**Work required**. Give only the number of lines in the data that contain the word "tomato".

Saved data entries
═══

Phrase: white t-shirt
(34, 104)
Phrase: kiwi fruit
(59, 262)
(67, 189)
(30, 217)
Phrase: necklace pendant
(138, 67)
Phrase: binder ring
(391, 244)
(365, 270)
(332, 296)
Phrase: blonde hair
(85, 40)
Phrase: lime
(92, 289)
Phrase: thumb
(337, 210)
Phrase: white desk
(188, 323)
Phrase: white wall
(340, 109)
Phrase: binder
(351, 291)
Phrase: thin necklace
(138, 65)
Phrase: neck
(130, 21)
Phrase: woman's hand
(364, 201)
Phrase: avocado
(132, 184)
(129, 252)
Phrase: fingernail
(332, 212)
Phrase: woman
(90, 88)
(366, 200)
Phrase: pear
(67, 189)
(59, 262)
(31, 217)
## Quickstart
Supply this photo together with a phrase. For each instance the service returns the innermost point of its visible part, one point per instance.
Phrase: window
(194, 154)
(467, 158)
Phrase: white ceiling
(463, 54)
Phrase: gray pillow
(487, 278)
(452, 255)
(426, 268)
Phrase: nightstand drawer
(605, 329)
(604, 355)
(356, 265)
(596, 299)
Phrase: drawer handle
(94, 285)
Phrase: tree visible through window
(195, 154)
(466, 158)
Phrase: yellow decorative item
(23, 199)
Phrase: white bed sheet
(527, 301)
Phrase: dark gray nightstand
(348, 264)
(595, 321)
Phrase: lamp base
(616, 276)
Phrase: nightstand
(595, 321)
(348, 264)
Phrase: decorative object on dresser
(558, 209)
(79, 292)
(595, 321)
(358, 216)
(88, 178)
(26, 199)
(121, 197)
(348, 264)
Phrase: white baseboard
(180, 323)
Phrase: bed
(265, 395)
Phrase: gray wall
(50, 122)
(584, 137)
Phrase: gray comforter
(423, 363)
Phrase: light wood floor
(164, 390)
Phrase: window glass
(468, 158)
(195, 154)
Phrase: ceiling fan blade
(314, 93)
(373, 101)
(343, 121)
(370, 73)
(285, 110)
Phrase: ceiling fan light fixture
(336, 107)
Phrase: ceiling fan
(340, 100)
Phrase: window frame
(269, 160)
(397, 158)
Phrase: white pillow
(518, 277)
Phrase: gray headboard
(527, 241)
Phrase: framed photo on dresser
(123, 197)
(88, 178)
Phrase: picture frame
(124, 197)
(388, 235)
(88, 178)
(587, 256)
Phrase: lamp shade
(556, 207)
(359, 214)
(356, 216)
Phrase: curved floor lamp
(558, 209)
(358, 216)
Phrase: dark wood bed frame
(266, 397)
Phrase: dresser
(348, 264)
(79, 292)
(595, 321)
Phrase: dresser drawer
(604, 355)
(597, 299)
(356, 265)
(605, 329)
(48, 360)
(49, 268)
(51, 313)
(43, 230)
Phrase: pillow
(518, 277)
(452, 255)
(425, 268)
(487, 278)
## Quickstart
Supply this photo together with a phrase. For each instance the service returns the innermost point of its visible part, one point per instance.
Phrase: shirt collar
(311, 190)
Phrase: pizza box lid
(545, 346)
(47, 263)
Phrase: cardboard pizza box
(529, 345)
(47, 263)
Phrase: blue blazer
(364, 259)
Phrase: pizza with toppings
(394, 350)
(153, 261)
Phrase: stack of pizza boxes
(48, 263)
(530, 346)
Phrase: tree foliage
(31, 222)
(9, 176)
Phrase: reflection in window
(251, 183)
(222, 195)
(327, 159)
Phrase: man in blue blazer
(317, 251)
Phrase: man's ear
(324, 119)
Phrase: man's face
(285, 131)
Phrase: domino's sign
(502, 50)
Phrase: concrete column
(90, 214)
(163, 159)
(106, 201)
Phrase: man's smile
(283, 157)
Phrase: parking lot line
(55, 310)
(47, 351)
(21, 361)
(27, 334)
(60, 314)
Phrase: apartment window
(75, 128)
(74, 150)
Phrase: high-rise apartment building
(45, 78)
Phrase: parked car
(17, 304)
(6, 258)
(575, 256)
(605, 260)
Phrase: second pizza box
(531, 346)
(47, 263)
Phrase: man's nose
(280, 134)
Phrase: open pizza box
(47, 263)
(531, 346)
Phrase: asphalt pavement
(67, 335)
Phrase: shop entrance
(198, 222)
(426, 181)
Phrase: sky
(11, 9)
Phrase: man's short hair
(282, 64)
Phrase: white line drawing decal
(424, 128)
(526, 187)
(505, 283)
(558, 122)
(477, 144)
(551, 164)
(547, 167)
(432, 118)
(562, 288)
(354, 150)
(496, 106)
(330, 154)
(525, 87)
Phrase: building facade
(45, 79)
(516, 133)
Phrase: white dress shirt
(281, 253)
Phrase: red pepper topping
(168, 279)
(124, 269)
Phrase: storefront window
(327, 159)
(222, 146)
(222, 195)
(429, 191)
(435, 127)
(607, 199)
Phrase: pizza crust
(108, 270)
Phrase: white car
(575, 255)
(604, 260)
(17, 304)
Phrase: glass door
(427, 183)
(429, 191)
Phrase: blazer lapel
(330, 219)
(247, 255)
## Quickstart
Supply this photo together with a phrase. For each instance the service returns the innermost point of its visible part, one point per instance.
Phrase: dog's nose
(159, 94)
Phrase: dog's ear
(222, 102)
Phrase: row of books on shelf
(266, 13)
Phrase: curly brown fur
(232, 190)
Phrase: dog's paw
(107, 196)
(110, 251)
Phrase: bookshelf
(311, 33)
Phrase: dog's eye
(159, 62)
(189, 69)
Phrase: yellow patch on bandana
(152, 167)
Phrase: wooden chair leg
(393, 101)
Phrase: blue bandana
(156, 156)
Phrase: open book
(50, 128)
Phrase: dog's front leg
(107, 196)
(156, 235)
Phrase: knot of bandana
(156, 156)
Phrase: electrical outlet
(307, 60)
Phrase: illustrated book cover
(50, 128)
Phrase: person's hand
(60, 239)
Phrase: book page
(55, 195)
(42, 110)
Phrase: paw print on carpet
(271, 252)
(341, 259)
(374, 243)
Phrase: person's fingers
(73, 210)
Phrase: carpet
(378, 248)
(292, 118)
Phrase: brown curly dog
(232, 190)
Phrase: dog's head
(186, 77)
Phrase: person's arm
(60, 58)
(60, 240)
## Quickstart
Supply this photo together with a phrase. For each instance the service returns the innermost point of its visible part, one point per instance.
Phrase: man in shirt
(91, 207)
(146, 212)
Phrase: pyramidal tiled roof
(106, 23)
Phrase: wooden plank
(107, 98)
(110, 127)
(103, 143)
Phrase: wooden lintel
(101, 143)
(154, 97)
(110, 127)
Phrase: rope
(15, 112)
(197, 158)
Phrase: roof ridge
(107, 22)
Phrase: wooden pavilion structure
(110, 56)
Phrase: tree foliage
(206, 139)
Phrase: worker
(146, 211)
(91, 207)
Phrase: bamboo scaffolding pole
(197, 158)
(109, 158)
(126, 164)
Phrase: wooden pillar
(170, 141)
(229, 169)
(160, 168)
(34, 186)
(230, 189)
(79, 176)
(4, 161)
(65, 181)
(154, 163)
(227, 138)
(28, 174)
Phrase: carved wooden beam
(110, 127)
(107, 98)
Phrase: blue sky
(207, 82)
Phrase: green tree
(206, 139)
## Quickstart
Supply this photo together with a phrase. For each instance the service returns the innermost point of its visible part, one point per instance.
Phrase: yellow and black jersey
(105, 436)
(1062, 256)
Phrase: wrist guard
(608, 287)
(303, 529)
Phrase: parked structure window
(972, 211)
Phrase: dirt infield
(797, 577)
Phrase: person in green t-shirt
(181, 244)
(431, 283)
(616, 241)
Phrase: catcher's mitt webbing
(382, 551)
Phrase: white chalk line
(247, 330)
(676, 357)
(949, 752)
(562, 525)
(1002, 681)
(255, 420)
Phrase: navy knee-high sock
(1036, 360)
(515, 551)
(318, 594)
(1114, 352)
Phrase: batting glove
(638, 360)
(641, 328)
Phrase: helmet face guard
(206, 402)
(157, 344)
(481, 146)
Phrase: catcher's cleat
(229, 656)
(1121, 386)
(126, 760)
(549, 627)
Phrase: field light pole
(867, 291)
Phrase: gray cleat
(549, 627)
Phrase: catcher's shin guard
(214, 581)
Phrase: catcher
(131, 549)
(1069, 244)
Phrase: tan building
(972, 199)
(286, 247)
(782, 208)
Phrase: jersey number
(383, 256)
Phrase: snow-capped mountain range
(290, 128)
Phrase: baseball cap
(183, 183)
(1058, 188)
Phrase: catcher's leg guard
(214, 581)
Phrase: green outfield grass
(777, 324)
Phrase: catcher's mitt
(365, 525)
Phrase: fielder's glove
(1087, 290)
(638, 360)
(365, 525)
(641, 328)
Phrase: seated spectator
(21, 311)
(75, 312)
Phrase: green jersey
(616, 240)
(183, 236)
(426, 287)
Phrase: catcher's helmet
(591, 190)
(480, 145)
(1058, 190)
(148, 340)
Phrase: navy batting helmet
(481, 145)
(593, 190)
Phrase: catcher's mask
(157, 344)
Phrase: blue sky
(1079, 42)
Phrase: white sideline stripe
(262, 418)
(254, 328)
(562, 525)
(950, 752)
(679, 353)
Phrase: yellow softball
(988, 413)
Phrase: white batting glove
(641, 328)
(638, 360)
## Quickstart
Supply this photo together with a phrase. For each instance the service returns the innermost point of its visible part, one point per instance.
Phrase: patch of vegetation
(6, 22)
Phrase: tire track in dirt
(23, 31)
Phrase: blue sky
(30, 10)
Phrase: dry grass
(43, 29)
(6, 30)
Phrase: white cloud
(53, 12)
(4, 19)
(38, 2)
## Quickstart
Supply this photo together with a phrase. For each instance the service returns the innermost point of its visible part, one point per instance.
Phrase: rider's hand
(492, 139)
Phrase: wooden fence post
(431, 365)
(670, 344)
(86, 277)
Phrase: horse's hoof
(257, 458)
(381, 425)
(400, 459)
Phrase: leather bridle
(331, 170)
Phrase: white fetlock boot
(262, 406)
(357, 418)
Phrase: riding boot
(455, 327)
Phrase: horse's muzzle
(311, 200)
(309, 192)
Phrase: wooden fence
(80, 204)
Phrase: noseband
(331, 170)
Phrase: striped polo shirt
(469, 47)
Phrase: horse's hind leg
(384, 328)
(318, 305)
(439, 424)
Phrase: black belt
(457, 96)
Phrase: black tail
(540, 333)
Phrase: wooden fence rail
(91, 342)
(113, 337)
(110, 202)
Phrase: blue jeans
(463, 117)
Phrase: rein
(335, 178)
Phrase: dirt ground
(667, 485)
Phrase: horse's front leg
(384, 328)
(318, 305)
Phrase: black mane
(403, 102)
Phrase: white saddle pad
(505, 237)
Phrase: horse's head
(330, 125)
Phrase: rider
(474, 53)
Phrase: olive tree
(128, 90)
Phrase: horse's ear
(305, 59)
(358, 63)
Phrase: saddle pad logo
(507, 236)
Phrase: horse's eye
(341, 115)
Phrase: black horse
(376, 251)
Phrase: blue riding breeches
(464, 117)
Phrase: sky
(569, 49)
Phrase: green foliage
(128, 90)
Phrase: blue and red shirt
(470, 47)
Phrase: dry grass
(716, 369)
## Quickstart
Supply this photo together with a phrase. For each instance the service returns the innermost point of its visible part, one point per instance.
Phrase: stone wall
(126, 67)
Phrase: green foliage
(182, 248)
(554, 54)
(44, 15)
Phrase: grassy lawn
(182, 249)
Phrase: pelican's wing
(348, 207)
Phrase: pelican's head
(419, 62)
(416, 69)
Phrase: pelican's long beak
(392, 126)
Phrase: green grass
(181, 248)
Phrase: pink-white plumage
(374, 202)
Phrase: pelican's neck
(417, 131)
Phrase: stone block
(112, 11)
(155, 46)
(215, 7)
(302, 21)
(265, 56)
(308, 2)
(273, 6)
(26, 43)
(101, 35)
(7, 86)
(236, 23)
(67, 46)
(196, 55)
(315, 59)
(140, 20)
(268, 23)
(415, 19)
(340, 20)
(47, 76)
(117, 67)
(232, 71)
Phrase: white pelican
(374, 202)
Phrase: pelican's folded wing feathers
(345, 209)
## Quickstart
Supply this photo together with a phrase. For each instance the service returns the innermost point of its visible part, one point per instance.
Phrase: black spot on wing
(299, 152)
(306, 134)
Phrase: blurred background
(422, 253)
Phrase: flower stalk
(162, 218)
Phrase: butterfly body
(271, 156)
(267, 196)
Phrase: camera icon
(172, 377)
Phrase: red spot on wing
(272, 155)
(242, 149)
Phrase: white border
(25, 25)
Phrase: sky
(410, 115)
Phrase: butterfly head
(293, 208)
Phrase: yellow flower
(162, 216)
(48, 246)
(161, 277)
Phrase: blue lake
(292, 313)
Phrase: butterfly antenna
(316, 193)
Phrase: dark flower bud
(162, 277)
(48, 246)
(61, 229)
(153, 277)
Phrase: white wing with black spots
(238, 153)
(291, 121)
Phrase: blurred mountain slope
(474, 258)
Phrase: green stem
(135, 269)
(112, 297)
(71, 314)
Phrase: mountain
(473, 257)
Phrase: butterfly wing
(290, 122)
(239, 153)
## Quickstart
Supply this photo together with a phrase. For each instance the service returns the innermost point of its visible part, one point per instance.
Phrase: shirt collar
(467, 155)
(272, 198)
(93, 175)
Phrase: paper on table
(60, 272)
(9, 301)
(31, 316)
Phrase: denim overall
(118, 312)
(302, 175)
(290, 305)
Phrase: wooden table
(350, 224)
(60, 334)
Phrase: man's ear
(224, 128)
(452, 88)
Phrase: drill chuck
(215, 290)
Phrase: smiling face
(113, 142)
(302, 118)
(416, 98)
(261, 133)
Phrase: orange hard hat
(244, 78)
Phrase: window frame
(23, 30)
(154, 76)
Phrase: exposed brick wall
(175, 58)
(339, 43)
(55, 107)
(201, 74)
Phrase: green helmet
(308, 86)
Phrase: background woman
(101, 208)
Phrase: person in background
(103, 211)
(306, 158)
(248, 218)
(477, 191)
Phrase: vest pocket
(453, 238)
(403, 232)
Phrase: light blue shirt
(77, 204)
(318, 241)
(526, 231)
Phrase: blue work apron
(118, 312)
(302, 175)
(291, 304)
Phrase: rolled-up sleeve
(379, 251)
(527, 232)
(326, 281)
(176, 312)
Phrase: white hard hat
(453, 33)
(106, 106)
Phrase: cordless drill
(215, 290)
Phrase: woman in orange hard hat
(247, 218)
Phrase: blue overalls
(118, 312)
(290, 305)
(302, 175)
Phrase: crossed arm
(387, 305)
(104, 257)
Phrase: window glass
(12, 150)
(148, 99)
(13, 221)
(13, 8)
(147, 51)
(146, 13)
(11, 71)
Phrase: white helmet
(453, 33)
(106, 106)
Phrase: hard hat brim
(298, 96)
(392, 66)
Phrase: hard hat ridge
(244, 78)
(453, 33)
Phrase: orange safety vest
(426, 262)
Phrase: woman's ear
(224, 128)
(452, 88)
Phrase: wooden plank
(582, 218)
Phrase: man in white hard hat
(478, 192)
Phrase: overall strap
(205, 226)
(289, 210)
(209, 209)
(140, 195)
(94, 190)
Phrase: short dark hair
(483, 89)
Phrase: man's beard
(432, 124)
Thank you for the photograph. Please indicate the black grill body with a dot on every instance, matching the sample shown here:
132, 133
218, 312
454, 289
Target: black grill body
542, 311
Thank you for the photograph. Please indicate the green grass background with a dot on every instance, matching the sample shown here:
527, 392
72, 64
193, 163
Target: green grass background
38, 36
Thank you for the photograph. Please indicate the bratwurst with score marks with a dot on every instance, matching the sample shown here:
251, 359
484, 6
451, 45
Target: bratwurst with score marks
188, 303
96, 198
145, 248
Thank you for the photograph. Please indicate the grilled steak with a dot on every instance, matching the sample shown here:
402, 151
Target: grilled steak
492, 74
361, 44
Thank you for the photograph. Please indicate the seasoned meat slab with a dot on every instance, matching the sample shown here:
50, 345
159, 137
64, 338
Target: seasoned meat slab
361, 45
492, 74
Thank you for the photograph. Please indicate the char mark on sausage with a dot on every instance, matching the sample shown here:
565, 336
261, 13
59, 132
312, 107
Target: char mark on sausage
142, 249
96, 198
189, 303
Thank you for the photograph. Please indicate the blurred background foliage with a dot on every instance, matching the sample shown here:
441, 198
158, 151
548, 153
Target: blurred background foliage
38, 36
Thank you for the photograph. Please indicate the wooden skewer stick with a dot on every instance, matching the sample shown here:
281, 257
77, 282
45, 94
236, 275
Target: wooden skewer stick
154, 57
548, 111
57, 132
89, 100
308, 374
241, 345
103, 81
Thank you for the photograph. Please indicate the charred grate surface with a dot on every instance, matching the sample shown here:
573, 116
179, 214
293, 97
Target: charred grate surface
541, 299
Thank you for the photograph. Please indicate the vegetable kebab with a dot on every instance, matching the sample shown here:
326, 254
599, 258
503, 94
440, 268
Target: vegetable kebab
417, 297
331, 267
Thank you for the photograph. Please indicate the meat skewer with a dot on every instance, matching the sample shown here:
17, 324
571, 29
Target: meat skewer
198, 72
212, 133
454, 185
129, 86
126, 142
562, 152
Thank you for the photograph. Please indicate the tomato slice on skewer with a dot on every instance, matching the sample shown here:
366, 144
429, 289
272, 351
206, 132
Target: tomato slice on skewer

═══

**Task response**. 2